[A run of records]

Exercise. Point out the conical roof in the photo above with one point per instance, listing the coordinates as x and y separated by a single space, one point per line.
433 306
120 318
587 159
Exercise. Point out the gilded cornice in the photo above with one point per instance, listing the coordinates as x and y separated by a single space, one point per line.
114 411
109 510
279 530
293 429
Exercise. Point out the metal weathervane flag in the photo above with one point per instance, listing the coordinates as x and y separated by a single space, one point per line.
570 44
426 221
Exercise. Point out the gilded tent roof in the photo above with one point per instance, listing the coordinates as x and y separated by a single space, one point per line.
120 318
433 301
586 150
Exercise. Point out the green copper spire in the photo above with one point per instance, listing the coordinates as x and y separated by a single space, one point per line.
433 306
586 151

=== Job ===
Retype the whole listing above line for line, keeping every character unchanged.

=== Response below ===
Exercise. Point out the conical roof in the photo above with one point per instance, listing the coordinates as x and y separated by a single space, one point per line.
433 306
120 318
587 159
Exercise. Point out the gilded cornice in the photo above with one point per instance, listing the coordinates as x and y separated by a single space, one point per line.
114 411
109 510
279 530
293 429
Exercise. Point out the metal weathervane flag in the photo above with one point per instance, listing the coordinates as x and y separated by a single space, one point per line.
570 44
426 221
Exercise. Point out the gilded tent roof in the photo above with one point per instance, listing the coordinates as x and y separated by a single space, one point per line.
120 318
433 301
586 150
Exercise. Point out the green copper spire in the photo above with one point per instance, listing the coordinates as x and y separated by a single space, one point per line.
433 306
586 151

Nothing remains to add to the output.